__PROVIDED DATA__
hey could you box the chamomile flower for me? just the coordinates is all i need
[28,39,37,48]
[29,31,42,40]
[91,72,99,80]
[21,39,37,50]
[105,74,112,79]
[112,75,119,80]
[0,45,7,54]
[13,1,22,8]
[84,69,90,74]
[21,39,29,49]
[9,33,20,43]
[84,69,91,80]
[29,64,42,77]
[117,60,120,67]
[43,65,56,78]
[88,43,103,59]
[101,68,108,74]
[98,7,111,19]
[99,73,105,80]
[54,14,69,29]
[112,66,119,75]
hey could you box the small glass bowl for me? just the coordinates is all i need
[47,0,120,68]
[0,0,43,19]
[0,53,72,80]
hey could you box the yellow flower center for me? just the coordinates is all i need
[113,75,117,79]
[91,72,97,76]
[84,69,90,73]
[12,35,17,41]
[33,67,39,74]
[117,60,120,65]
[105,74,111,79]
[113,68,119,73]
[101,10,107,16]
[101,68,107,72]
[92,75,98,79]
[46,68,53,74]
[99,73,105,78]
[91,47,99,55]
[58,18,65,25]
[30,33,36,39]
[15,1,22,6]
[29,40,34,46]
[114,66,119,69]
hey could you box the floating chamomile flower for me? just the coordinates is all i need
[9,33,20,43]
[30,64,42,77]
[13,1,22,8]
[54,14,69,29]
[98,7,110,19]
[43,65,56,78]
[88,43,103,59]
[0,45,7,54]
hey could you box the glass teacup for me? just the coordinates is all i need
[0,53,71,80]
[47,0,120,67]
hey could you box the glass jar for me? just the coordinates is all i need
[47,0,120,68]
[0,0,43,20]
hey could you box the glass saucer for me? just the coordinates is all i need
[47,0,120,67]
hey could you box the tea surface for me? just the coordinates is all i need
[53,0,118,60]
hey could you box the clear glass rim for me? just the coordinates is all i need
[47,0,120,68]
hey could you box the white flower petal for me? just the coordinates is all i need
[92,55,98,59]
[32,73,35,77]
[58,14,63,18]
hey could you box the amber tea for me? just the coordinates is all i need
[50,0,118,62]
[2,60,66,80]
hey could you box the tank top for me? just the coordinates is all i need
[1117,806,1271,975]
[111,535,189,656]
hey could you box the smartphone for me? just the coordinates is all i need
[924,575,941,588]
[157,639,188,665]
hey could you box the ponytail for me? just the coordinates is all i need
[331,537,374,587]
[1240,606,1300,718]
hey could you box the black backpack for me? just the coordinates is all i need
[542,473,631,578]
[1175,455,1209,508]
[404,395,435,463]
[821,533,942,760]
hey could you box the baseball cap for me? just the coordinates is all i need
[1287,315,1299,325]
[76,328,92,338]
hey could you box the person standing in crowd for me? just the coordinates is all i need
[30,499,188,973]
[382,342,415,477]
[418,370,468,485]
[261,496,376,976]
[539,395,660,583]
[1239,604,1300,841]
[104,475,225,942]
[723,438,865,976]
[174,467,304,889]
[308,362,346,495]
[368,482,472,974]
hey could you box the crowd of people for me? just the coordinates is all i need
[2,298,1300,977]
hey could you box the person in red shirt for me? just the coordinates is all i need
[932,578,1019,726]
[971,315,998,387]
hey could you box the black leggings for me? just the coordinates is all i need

__EXERCISE AIM__
Set down the data once more, word for word.

__EXERCISE RESULT__
hey could you box the chamomile flower for me? just the coordinates is all i need
[28,39,37,48]
[29,31,42,40]
[91,72,99,80]
[21,39,37,50]
[105,74,112,79]
[112,75,119,80]
[0,45,7,54]
[13,1,22,8]
[84,69,90,74]
[21,39,29,49]
[9,33,20,43]
[84,69,91,80]
[29,64,42,77]
[117,60,120,67]
[43,65,56,78]
[88,43,103,59]
[101,68,108,74]
[98,7,111,19]
[99,73,105,80]
[54,14,69,29]
[112,66,119,75]
hey could you box the small glass bowl for me? just the coordinates is all i need
[47,0,120,68]
[0,0,43,19]
[0,53,72,80]
hey could you box the yellow flower center for me? just the coordinates is all i need
[113,75,117,79]
[91,72,97,76]
[84,69,90,73]
[12,35,17,41]
[33,67,39,74]
[117,60,120,65]
[105,74,111,79]
[113,68,119,73]
[101,10,107,16]
[101,68,107,72]
[92,75,98,79]
[46,68,53,74]
[99,73,105,78]
[91,47,99,55]
[58,18,65,25]
[30,33,36,39]
[15,1,22,6]
[29,40,34,46]
[114,66,119,69]
hey could you box the floating chamomile flower for me? just the coordinates is all i need
[9,33,20,43]
[30,64,42,77]
[13,1,22,8]
[54,14,69,29]
[98,7,110,19]
[43,65,56,78]
[88,43,103,59]
[0,45,7,54]
hey could you box the glass teacup for me? just the coordinates is all i need
[0,53,71,80]
[47,0,120,67]
hey could you box the glass jar for me? just the coordinates is all i need
[47,0,120,68]
[0,0,43,20]
hey could you box the glass saucer for me? just the coordinates is all i need
[47,0,120,67]
hey could you box the tea surface for me? just the coordinates is all i need
[53,0,118,60]
hey could you box the clear glass rim for me? just the coordinates is all i need
[47,0,120,68]
hey could you box the white flower petal for me? just the coordinates is all i need
[92,55,98,59]
[32,73,35,77]
[58,14,63,18]
hey could you box the amber tea for me? just the coordinates is all i need
[50,0,118,62]
[2,60,66,80]
hey could you box the tank top for me? just the coordinates is all i need
[1117,806,1271,975]
[111,535,189,656]
hey could you box the smartphone for me? just the coordinates is all i need
[924,575,941,588]
[157,639,188,665]
hey could you box the ponytail for me? just the coordinates is all i need
[331,537,374,587]
[1240,606,1300,718]
hey could you box the black backpack for me? just the coordinates is all i need
[542,473,631,578]
[1175,455,1209,508]
[404,395,435,463]
[821,533,942,760]
hey could you box the baseball cap for me? just the coordinates is all i need
[1287,315,1299,325]
[76,328,92,338]
hey could you box the person standing in crowd for me? just the coordinates is all i need
[30,499,188,973]
[382,342,415,477]
[418,370,468,485]
[261,496,376,976]
[539,395,660,583]
[1239,604,1300,841]
[104,475,225,942]
[723,438,865,976]
[174,467,304,889]
[308,362,346,495]
[368,482,472,974]
hey could you box the crowd of people for me? just the coordinates is all i need
[2,298,1300,977]
hey could you box the person in red shirt for me? just the coordinates is all i need
[932,578,1019,726]
[971,315,998,387]
hey could you box the black leggings for me? just the coordinates is all i need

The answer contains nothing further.